GIVEN ENTRIES: Begin

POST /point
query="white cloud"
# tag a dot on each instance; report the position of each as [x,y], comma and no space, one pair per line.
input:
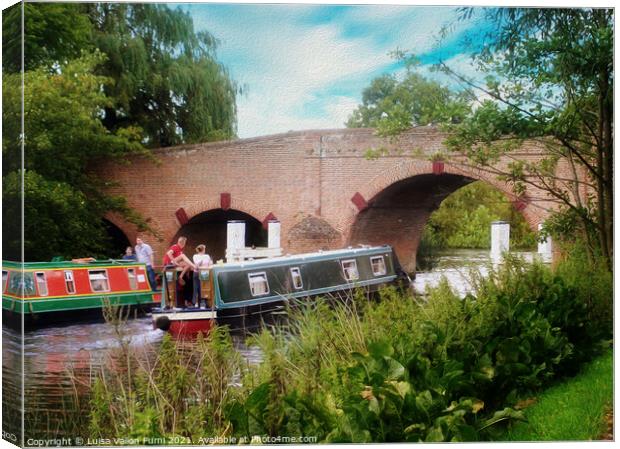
[291,63]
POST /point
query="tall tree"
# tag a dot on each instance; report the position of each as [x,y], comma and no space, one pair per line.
[393,106]
[552,80]
[166,77]
[53,33]
[64,136]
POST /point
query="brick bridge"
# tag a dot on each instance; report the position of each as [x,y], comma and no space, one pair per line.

GIVEN ENTRIES: End

(ACTIVITY):
Copy out every line of the listing that includes the string "query".

(SOLUTION BELOW):
query="white cloud"
query="tall tree"
query="brick bridge"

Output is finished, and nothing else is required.